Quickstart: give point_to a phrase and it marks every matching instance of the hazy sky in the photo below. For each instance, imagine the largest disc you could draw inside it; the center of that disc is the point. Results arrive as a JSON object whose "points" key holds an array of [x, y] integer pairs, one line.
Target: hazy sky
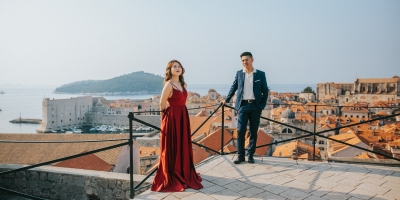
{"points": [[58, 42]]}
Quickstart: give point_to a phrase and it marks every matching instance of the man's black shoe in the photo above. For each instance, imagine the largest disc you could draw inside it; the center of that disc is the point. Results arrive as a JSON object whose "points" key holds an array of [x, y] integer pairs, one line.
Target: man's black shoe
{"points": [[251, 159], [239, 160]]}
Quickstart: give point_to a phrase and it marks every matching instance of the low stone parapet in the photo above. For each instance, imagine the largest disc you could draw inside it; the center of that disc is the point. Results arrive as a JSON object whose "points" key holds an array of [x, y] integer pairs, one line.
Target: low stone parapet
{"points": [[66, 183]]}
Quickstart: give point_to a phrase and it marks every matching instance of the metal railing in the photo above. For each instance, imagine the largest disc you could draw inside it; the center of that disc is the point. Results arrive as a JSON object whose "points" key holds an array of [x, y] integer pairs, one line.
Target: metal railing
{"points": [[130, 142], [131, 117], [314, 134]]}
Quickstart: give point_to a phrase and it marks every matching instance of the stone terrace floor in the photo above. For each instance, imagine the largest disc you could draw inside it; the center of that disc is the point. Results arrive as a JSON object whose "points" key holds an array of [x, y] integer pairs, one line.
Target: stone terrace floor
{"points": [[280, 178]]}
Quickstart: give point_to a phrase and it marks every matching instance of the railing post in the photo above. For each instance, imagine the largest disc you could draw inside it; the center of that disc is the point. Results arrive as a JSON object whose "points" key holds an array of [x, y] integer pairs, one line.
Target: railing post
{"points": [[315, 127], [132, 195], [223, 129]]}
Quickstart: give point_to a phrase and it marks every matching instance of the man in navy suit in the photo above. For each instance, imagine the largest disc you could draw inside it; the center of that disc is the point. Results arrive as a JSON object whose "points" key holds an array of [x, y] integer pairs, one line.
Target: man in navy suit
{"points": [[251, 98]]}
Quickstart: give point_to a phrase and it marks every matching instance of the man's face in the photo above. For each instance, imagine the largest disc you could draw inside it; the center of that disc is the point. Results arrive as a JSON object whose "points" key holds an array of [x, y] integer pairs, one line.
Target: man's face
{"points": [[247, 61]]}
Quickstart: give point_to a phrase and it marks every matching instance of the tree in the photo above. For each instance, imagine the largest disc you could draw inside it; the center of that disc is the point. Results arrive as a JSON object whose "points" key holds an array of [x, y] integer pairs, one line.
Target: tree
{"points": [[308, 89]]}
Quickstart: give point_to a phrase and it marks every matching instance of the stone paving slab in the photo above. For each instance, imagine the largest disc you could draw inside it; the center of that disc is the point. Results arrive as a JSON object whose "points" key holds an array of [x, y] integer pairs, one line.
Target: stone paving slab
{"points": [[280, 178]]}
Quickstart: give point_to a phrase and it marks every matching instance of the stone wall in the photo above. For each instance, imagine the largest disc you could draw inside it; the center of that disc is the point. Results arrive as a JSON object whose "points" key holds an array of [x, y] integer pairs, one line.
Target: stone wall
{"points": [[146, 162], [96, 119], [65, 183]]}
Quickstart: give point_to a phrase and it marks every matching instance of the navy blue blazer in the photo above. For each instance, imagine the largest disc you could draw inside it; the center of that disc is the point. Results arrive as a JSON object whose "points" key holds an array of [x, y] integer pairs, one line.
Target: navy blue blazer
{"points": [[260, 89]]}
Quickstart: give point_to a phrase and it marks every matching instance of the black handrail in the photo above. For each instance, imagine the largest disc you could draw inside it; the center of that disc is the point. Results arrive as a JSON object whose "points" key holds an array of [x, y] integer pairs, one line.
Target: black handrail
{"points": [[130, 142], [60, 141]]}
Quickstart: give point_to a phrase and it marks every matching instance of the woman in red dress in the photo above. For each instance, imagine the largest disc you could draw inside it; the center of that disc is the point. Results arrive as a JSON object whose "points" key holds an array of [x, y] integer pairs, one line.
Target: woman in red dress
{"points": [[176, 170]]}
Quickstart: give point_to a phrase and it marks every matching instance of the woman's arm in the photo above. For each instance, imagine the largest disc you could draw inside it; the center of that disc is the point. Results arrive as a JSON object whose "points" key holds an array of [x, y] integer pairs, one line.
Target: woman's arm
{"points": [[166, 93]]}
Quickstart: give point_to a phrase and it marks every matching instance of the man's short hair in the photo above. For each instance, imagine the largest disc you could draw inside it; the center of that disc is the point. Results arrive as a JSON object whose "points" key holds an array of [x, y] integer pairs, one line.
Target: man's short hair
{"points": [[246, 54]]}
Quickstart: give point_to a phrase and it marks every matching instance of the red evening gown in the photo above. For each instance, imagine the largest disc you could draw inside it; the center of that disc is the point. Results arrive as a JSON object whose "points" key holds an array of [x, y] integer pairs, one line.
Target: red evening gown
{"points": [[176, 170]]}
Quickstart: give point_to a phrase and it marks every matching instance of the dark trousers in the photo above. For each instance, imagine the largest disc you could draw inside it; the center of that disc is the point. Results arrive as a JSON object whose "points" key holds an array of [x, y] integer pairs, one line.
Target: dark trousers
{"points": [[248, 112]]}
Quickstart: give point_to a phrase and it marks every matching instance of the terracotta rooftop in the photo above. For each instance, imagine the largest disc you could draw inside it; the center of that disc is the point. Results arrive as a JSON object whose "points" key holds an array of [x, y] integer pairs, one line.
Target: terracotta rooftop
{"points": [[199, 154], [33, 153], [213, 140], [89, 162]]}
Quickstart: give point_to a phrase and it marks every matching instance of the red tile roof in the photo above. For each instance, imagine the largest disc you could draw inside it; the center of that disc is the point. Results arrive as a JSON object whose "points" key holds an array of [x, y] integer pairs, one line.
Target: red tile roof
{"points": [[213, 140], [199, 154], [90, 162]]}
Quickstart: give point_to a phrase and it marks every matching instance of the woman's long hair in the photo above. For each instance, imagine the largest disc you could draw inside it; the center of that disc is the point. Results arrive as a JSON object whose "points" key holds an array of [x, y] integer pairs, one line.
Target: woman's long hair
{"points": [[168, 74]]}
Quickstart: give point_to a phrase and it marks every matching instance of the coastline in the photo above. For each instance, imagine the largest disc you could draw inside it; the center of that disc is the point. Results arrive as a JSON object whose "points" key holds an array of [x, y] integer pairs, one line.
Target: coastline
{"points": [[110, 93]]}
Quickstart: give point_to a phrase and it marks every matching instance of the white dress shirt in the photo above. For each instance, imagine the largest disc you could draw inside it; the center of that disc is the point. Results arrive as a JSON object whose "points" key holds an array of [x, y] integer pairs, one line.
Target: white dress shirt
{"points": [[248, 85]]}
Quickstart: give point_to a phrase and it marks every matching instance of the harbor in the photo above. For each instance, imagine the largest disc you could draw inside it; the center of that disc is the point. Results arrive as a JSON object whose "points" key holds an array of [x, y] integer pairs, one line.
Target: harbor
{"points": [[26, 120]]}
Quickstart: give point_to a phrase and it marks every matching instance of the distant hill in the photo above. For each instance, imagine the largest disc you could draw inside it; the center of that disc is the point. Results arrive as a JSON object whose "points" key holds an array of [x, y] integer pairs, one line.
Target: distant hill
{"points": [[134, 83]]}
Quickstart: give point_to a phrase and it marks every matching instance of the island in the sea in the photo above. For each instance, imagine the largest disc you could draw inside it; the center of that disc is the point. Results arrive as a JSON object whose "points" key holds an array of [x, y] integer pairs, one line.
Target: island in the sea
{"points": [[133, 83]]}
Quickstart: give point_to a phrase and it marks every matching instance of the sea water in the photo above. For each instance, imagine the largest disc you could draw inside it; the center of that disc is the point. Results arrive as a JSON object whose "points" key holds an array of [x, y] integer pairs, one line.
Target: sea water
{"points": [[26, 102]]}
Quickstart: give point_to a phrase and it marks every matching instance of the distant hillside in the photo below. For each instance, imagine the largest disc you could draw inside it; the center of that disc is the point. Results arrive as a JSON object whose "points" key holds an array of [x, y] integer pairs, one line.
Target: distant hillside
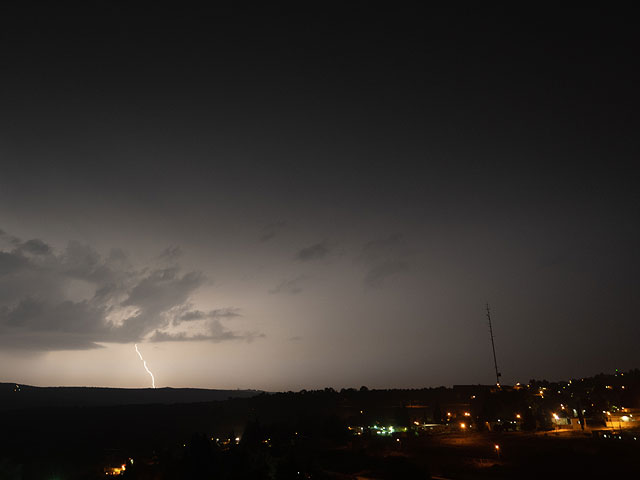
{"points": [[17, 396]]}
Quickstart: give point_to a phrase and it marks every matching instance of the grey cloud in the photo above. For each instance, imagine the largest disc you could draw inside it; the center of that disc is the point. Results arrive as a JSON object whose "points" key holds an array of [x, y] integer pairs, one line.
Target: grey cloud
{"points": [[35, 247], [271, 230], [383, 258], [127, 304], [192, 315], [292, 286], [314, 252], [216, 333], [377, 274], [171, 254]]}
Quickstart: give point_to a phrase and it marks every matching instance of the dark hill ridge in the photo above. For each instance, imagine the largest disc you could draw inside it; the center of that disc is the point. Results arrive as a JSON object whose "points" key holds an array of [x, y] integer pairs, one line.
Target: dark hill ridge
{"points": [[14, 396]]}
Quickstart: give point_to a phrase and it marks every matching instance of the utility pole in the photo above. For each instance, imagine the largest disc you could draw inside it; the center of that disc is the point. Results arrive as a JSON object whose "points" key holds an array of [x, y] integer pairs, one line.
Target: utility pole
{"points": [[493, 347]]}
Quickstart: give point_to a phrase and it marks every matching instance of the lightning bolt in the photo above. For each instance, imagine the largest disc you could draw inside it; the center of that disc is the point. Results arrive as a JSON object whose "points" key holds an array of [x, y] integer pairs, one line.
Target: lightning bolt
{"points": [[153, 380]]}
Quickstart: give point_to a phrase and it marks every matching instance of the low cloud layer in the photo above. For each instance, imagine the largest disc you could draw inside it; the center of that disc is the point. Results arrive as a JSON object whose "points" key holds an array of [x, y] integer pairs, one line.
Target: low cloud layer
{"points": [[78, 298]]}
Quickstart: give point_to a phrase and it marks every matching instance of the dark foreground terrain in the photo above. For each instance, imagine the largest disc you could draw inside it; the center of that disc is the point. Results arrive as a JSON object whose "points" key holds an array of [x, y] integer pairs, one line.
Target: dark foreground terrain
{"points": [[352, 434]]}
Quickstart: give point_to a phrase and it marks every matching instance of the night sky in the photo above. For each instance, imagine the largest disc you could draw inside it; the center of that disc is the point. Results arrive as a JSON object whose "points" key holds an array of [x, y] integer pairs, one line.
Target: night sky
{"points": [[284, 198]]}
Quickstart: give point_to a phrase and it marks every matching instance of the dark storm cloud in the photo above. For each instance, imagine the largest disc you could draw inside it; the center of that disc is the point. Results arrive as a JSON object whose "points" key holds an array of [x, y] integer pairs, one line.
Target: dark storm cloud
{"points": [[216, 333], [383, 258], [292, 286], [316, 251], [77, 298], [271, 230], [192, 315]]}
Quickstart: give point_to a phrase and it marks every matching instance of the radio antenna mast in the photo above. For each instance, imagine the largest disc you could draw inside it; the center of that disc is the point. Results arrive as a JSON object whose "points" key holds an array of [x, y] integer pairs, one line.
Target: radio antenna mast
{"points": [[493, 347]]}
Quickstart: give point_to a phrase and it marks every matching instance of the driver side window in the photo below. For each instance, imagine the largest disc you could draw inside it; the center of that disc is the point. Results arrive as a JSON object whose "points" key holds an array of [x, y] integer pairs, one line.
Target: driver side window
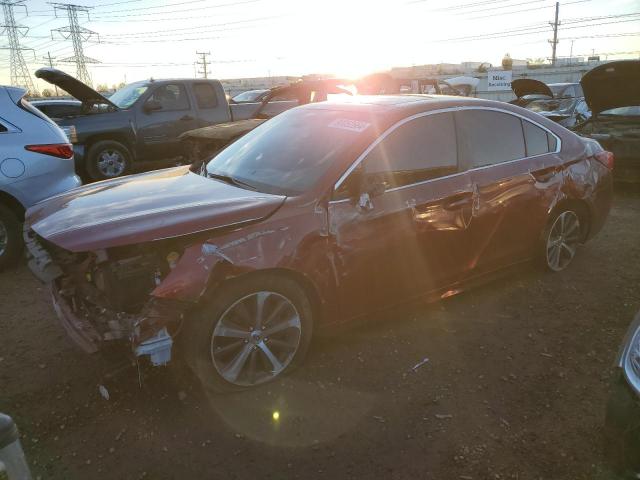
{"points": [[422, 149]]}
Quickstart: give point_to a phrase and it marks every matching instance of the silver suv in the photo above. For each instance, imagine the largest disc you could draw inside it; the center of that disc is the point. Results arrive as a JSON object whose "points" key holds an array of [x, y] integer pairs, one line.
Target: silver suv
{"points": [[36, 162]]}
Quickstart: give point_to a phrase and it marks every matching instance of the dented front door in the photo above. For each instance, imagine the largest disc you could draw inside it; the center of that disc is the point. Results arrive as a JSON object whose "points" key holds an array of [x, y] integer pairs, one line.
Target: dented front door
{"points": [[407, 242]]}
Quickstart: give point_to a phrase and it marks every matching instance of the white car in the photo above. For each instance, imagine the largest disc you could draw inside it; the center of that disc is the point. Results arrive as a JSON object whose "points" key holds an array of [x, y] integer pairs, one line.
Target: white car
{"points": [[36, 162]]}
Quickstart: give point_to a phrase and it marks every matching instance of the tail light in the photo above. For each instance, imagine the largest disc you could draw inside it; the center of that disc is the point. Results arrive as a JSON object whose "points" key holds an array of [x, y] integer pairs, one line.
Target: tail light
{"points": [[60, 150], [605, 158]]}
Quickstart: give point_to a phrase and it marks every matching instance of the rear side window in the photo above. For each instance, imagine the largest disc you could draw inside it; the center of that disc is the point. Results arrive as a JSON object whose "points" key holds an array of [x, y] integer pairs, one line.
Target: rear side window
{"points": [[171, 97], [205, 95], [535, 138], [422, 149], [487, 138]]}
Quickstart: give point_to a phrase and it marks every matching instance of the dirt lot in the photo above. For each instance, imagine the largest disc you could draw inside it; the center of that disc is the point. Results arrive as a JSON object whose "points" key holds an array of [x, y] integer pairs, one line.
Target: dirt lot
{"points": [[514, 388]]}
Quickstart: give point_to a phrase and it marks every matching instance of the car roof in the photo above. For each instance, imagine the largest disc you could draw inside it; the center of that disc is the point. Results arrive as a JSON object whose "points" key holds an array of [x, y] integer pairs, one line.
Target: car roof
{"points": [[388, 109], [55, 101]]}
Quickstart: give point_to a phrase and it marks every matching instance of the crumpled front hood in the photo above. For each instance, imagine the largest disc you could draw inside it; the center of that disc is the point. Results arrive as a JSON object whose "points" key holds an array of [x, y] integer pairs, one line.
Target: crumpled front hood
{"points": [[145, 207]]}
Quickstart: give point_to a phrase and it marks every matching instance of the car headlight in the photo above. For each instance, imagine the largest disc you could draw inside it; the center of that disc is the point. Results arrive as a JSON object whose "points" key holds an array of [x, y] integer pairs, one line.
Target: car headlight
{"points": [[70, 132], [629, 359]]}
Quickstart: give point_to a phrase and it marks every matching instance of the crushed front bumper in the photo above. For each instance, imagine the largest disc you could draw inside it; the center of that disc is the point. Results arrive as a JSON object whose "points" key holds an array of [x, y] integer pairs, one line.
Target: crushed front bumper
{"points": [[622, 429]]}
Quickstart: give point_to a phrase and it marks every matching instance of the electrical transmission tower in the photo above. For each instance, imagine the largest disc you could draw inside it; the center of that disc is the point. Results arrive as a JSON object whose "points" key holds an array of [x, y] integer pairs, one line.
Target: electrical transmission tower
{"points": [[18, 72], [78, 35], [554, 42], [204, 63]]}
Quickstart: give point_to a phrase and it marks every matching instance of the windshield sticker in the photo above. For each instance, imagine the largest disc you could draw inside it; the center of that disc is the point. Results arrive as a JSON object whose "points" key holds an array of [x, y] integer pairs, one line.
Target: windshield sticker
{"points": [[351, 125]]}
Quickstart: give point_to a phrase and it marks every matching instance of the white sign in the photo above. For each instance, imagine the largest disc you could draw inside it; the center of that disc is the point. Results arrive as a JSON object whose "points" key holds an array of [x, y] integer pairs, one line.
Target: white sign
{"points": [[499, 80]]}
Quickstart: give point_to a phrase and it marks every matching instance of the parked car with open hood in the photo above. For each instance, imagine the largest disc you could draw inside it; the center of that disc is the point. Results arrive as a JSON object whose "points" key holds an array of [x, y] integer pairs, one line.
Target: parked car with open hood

============================================================

## [PROBLEM TO SOLVE]
Rewrite the listing above, starting at the line that contains "of the windshield" and continuing through its last line. Keep every line, and add 95 to each coordinate in the answers.

## [EXPECTED ANSWER]
Quickstart: give point_to a phrase and it marks every matching instance of the windshield sticker in the photo above. For each instance, imagine the largest disc you could draw inside it; the center of that disc is the point. Results arrive as a JSON object whose "points" key holds an array of [x, y] integer pairs, one line.
Target: windshield sticker
{"points": [[446, 220]]}
Quickstart: give point_to a phrase and it marks every matching instance of the white sign in the photo above. For each instance, imagine the largest disc you could draw inside it; the center of that disc is the point. Results arrive as a JSON object whose "points" key holds an array of [x, y] integer pairs, one line.
Target: white sign
{"points": [[594, 175]]}
Quickstart: give point_to a phrase and it marks every matching instance of the parked car with open hood in the photo above. For each instance, imagine the largest disc you could draw inside it; the center of that disc is the point. Results arrive as a JSON object whose "points" key holds an array of [x, y] integer pairs, one line.
Target: parked car with open hood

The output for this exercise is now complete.